[DOCUMENT PASSAGE]
--
Pro-North Korea daily praises Oscar-winning ‘Parasite’ for ‘exposing’ South Korea’s reality

FILE PHOTO: Director of four Oscar award-winning film 'Parasite' Bong Joon-ho poses for photographs during a news conference in Seoul, South Korea, February 19, 2020. REUTERS/Kim Hong-Ji

SEOUL – A pro-North Korea daily praised Academy Awards best picture-winning South Korean movie “Parasite” on Friday, calling it a masterpiece that “starkly exposed the reality” of the rich-poor gap in South Korea.

“Parasite” became the first foreign-language film to win best picture in the 92-year history of the Academy Awards on Feb 9. It won a total of four Oscars, including best director and original screenplay for Director Bong Joon-ho and best international feature film.

“A masterpiece that has artfully and sharply cut through the reality of a handful of loan sharks living well while ruling over an overwhelming majority, who they consider as dogs or pigs, has been recognised as No. 1 in the U.S.- and Caucasian-centric film industry,” the Japan-based Choson Sinbo newspaper said.
--
[LISTED RECORDS]

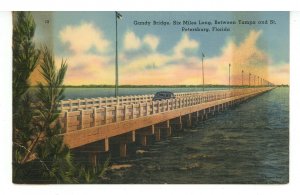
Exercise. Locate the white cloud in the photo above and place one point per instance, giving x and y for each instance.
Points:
(83, 37)
(152, 41)
(185, 44)
(131, 41)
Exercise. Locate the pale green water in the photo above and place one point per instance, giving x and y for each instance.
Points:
(247, 144)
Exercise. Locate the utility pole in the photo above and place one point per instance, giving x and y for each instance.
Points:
(249, 79)
(202, 72)
(229, 76)
(242, 78)
(118, 16)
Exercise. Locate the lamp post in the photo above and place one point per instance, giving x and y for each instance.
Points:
(202, 72)
(118, 16)
(242, 78)
(229, 77)
(249, 79)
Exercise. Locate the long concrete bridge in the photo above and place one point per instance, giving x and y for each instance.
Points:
(98, 123)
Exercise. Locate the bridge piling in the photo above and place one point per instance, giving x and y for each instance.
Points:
(97, 128)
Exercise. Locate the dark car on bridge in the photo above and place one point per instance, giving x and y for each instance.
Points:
(163, 95)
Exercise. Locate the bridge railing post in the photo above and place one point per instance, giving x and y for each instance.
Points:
(94, 116)
(116, 113)
(125, 108)
(66, 120)
(81, 119)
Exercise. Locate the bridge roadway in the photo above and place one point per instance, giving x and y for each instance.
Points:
(96, 126)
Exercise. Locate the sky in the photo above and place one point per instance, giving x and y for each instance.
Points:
(165, 54)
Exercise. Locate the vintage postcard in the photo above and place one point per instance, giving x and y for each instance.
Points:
(123, 97)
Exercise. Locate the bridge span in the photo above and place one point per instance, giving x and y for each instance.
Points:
(95, 124)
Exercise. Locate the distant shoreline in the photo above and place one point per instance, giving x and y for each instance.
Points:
(156, 86)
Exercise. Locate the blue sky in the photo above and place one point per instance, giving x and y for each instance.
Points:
(150, 51)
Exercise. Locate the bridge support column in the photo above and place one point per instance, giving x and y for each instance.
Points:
(93, 158)
(122, 141)
(164, 128)
(194, 118)
(157, 134)
(123, 149)
(144, 133)
(187, 119)
(176, 123)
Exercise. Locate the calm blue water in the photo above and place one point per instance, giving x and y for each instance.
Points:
(74, 93)
(246, 144)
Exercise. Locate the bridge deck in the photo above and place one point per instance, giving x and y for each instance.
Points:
(86, 126)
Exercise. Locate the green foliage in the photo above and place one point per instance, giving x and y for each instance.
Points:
(39, 153)
(25, 55)
(91, 175)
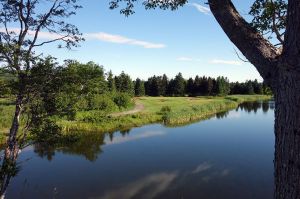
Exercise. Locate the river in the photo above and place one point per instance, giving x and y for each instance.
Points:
(227, 156)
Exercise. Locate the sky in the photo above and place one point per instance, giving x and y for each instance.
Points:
(156, 42)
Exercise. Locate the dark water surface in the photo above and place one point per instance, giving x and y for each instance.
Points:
(227, 156)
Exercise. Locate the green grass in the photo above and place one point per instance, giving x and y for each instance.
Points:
(176, 111)
(183, 110)
(6, 115)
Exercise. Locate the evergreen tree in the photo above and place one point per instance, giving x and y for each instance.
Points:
(111, 84)
(179, 85)
(139, 87)
(190, 86)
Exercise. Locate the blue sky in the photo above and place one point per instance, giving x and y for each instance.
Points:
(155, 42)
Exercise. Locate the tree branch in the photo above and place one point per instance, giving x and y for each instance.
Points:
(260, 52)
(291, 47)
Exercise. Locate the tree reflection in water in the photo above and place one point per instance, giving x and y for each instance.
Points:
(89, 145)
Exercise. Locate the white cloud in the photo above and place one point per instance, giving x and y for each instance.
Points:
(202, 167)
(227, 62)
(202, 9)
(31, 33)
(187, 59)
(95, 36)
(102, 36)
(184, 59)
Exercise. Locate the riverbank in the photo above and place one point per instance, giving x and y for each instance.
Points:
(171, 111)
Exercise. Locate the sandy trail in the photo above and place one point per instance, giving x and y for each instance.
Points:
(137, 108)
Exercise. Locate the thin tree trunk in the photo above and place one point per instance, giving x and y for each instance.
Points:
(287, 136)
(12, 148)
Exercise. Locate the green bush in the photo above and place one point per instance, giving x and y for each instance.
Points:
(165, 109)
(122, 100)
(103, 103)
--
[WHAT TO WORK ON] Could you carry on the news article above about the pro-North Korea daily's praise of "Parasite," picking up right after its last sentence?

[WRITTEN RESPONSE]
The film is a tale of two South Korean families – the wealthy Parks and the poor Kims – that mirrors the deepening disparities in Asia’s fourth-largest economy and has struck a chord with global audiences.

In June 2019, less than a month after “Parasite” began showing in South Korea, North Korean propaganda website DPRK Today had said that the movie was “making people realise again that the capitalist system is a rotten, sick society with a malignant tumour of rich-becoming-richer and poor-becoming-poorer, a society with no hope or future.”